Start at the top line and retype the data exactly through to the end.

|---|

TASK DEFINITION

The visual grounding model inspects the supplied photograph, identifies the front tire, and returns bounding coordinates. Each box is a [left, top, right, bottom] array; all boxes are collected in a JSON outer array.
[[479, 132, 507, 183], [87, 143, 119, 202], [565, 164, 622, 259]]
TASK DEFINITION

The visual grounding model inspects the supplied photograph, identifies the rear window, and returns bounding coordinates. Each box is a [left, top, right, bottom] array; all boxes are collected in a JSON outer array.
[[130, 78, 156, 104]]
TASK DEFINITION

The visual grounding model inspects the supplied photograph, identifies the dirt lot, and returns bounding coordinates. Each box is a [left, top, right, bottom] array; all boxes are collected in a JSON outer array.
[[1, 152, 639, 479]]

|---|

**Reply**.
TASK DEFINITION

The visual grounding model inspects the supplied photograph, identifies the front tire, and returns bounding coordinates. Each box is a [left, top, right, bottom] array; all boxes are collected in a JSON outer array.
[[479, 132, 507, 183], [87, 143, 119, 202], [565, 164, 622, 259]]
TASK DEFINITION

The visual grounding model inspects the supplied photograph, identifies the rear window, and returns bounding coordinates. Each box is a [left, top, right, bottom] array; all boxes are collected in a JSON outer array.
[[130, 78, 156, 104]]
TASK DEFINITION

The visual grounding model inspects the supplied photograph, identifies the dirt lot, and returns bounding coordinates. Each box is a [left, top, right, bottom] array; all boxes are collected in a JSON outer array.
[[1, 152, 639, 479]]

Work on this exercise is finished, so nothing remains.